Tải bản đầy đủ

Examining a pipelined approach for information extraction with respect to machine learning

Mehnaz Khan et al , International Journal of Computer Science & Communication Networks,Vol 2(4), 491-495

Examining a Pipelined Approach for Information Extraction with
respect to machine learning

Mehnaz Khan
Research Scholar
Department of Computer Science
University of Kashmir

Dr. S.M.K. Quadri
Department of Computer Science
University of Kashmir

Pipelining is a process in which a complex task is
divided into many stages that are solved sequentially. A
pipeline is composed of a number of elements
(processes, threads, co routines, etc.), arranged in such

a way so that the output of each element is fed as input
to the next in the sequence. Many machine learning
problems are also solved using a pipeline model.
Pipelining plays a very important role in applying the
machine learning solutions efficiently to various natural
language processing problems. The use of pipelining
results in the better performance of these systems.

What you should do:
According to the pipelining abstract, how are the elements of a pipeline arranged? Answer from the pipelining abstract only.

Given entries:
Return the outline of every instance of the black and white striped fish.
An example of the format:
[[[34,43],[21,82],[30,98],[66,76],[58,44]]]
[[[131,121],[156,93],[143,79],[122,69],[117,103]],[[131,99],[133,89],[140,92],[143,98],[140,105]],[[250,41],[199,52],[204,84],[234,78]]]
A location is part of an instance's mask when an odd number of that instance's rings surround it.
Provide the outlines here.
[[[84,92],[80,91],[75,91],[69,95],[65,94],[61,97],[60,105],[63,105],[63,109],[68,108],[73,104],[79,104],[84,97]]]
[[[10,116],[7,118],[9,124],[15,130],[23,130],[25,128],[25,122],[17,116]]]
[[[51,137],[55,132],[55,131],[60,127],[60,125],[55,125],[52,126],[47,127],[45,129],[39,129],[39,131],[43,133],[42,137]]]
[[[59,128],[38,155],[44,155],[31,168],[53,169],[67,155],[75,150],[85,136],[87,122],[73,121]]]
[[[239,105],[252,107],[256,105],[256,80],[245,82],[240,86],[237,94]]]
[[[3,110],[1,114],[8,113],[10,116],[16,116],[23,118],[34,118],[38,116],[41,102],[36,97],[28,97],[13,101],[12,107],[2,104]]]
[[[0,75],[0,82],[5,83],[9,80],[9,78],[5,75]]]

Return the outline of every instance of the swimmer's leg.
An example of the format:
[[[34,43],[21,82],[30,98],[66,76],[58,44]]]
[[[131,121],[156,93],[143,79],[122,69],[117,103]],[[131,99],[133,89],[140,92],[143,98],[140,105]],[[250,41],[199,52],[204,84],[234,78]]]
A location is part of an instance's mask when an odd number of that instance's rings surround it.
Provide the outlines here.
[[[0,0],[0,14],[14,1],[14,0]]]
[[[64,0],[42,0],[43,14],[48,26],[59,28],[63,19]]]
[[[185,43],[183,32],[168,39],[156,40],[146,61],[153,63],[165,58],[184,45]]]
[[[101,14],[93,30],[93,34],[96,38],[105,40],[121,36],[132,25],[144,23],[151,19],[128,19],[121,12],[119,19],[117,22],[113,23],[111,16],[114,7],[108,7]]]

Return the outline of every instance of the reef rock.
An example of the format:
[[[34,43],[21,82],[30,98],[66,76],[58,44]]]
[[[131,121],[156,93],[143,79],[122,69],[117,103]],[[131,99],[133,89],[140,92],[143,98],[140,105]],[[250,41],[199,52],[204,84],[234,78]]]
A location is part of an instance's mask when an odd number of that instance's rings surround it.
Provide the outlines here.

Expected answer:
They are arranged so that the output of each element is fed as input to the next in the sequence.